> [Instructions for the task]: Write out every line of the entries below exactly as they appear, leaving out the pictures.

> [Material for the task]:
━━━━━━━━━━━━━━━━

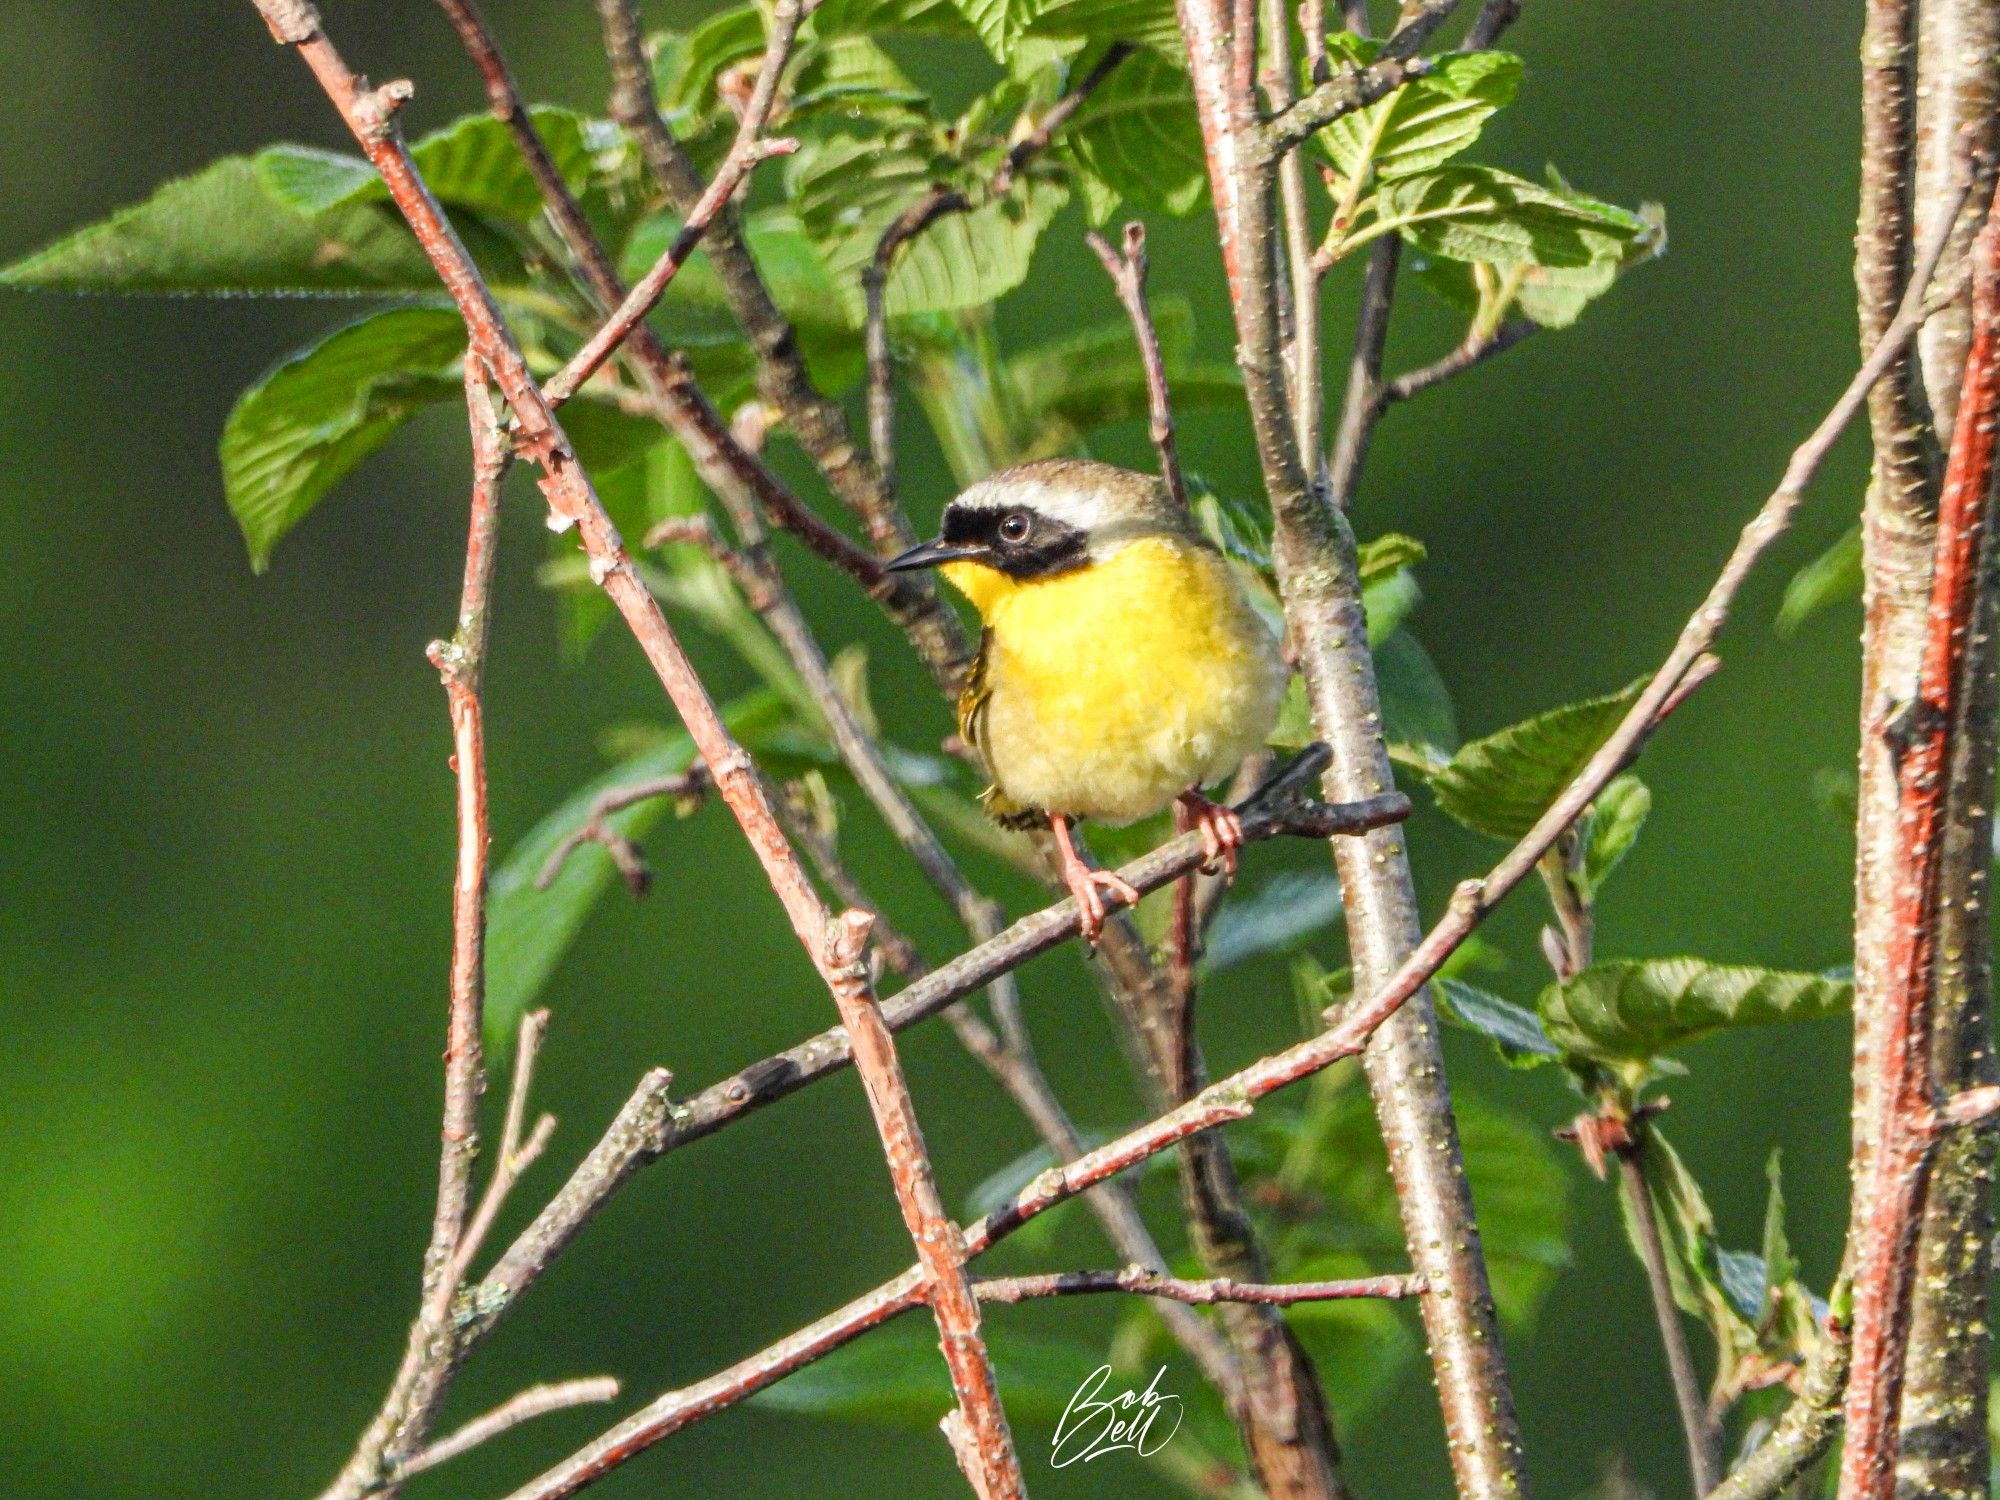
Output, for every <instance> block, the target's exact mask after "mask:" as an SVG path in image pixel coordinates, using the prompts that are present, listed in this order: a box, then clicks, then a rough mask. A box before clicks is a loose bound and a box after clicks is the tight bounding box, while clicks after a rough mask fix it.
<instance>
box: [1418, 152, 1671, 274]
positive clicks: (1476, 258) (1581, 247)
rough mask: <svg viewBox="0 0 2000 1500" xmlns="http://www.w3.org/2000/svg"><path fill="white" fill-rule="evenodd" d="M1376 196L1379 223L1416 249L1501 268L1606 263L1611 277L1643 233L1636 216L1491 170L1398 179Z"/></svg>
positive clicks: (1611, 207)
mask: <svg viewBox="0 0 2000 1500" xmlns="http://www.w3.org/2000/svg"><path fill="white" fill-rule="evenodd" d="M1378 198H1380V208H1378V212H1380V224H1384V226H1394V228H1396V230H1400V232H1402V236H1404V238H1406V240H1410V244H1414V246H1416V248H1418V250H1422V252H1426V254H1432V256H1444V258H1446V260H1466V262H1480V264H1486V266H1498V268H1514V266H1526V268H1562V266H1568V268H1600V266H1608V268H1610V270H1612V274H1616V268H1618V266H1620V264H1622V262H1624V256H1626V252H1628V250H1630V246H1632V244H1634V242H1638V240H1640V238H1642V236H1644V234H1646V232H1648V226H1646V222H1644V220H1642V218H1640V216H1638V214H1630V212H1626V210H1622V208H1612V206H1610V204H1604V202H1598V200H1596V198H1586V196H1582V194H1570V192H1562V190H1556V188H1542V186H1538V184H1534V182H1528V180H1526V178H1516V176H1512V174H1508V172H1500V170H1496V168H1490V166H1446V168H1440V170H1436V172H1424V174H1418V176H1408V178H1398V180H1394V182H1386V184H1384V186H1382V192H1380V194H1378Z"/></svg>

━━━━━━━━━━━━━━━━

> [Completed exercise]:
Output, for every <instance> block, the target's exact mask after "mask:" as an SVG path in image pixel coordinates, using the prompts that are present, listed in this order: a box, then clicks, then a rough mask. A box before clicks is a loose bound and a box after clicks is the tight bounding box, while clicks after a rough mask fix it.
<instance>
box: [1418, 152, 1671, 274]
positive clicks: (1476, 258) (1581, 247)
rough mask: <svg viewBox="0 0 2000 1500" xmlns="http://www.w3.org/2000/svg"><path fill="white" fill-rule="evenodd" d="M1376 196L1379 223L1416 249L1501 268L1606 263L1611 277L1643 233L1636 216L1491 170L1398 179Z"/></svg>
positive clicks: (1611, 207)
mask: <svg viewBox="0 0 2000 1500" xmlns="http://www.w3.org/2000/svg"><path fill="white" fill-rule="evenodd" d="M1378 198H1380V208H1378V212H1380V224H1384V226H1394V228H1396V230H1400V232H1402V236H1404V238H1406V240H1410V244H1414V246H1416V248H1418V250H1422V252H1426V254H1432V256H1444V258H1446V260H1466V262H1480V264H1486V266H1498V268H1514V266H1526V268H1562V266H1568V268H1600V266H1608V268H1610V270H1612V274H1616V268H1618V266H1620V264H1622V262H1624V256H1626V252H1628V250H1630V246H1632V244H1634V242H1638V240H1640V238H1642V236H1644V234H1646V232H1648V226H1646V222H1644V220H1642V218H1640V216H1638V214H1630V212H1626V210H1622V208H1612V206H1610V204H1604V202H1598V200H1596V198H1586V196H1582V194H1570V192H1562V190H1556V188H1542V186H1538V184H1534V182H1528V180H1526V178H1516V176H1512V174H1508V172H1500V170H1496V168H1490V166H1446V168H1440V170H1436V172H1424V174H1418V176H1408V178H1398V180H1394V182H1386V184H1384V186H1382V192H1380V194H1378Z"/></svg>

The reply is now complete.